Supplied information
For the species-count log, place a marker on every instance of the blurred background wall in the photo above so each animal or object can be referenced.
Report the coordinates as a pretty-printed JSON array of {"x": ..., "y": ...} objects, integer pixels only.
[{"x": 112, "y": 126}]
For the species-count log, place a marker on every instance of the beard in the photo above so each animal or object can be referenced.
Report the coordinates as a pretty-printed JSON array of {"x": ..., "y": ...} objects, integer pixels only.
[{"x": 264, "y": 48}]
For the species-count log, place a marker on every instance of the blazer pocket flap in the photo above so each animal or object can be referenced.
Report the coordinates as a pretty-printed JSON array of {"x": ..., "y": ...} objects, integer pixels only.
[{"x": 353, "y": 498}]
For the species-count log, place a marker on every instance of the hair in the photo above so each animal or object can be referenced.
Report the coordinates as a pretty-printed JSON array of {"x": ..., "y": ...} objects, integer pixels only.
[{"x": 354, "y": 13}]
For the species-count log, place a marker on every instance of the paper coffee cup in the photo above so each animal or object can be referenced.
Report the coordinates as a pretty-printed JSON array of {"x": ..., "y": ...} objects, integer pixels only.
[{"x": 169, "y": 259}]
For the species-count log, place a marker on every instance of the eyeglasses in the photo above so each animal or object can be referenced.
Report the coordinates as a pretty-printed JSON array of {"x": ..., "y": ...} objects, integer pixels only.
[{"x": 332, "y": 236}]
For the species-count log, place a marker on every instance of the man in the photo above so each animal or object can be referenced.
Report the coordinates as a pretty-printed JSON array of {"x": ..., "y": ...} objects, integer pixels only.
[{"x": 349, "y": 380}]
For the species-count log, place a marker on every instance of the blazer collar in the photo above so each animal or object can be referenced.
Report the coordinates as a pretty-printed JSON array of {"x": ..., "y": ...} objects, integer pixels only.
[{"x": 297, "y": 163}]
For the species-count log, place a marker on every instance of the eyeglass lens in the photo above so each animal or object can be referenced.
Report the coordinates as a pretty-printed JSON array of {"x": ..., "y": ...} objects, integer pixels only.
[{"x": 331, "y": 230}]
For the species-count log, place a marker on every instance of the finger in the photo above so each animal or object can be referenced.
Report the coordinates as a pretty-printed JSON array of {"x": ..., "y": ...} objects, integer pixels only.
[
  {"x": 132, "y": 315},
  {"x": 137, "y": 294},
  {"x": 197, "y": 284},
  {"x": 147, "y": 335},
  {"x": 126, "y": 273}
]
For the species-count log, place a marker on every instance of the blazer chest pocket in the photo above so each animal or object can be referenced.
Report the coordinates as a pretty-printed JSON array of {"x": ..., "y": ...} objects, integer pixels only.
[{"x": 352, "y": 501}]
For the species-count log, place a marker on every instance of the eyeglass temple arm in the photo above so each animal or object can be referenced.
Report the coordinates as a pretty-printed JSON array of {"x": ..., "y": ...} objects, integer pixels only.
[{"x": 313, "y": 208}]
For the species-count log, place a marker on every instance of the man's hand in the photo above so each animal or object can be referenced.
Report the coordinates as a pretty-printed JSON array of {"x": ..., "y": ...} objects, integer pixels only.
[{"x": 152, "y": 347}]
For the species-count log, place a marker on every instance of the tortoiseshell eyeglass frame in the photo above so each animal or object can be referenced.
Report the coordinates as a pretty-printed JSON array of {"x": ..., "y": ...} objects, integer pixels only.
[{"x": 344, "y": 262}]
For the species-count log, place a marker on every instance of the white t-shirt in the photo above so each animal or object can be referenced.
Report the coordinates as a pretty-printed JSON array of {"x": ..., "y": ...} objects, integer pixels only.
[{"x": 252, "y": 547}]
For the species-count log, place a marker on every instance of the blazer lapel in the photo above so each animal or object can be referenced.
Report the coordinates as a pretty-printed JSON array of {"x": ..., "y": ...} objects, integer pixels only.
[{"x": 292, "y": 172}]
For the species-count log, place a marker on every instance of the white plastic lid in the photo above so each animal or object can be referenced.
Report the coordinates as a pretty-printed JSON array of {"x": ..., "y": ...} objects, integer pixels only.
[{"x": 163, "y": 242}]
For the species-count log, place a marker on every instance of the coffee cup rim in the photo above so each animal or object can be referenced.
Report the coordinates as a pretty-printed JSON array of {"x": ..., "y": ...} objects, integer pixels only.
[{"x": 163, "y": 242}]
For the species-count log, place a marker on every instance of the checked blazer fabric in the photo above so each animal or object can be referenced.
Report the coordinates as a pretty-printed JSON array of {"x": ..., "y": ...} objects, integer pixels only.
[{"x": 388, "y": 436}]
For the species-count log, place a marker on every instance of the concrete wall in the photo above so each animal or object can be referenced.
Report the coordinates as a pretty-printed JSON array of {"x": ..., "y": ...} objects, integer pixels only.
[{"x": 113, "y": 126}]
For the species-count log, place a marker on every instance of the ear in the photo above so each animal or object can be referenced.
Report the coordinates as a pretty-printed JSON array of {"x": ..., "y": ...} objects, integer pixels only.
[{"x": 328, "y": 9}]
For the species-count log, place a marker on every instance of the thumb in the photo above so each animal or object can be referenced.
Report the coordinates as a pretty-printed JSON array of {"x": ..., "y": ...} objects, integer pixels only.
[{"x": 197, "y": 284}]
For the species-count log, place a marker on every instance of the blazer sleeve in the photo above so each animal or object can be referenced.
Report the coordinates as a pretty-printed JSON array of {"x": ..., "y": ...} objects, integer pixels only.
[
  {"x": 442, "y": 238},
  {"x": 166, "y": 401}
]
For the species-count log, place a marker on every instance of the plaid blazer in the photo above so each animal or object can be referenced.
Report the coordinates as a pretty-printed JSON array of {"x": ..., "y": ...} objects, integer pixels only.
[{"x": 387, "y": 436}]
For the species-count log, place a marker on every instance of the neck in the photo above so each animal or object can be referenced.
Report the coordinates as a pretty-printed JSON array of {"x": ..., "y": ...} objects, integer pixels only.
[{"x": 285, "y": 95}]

Problem description
Please repeat the records starting at the line that contains "of the neck" and ending at the end of the records, requests included. Multiply every coordinate in the answers by 0.2 and round it to a whole number, with halves rounded up.

The completed task
For the species-count log, place a marker on every instance of the neck in the photo above so each animal or object can be referenced.
Report the coordinates as a pretty-printed JSON array of {"x": ..., "y": ...} objects, integer pixels only.
[{"x": 57, "y": 19}]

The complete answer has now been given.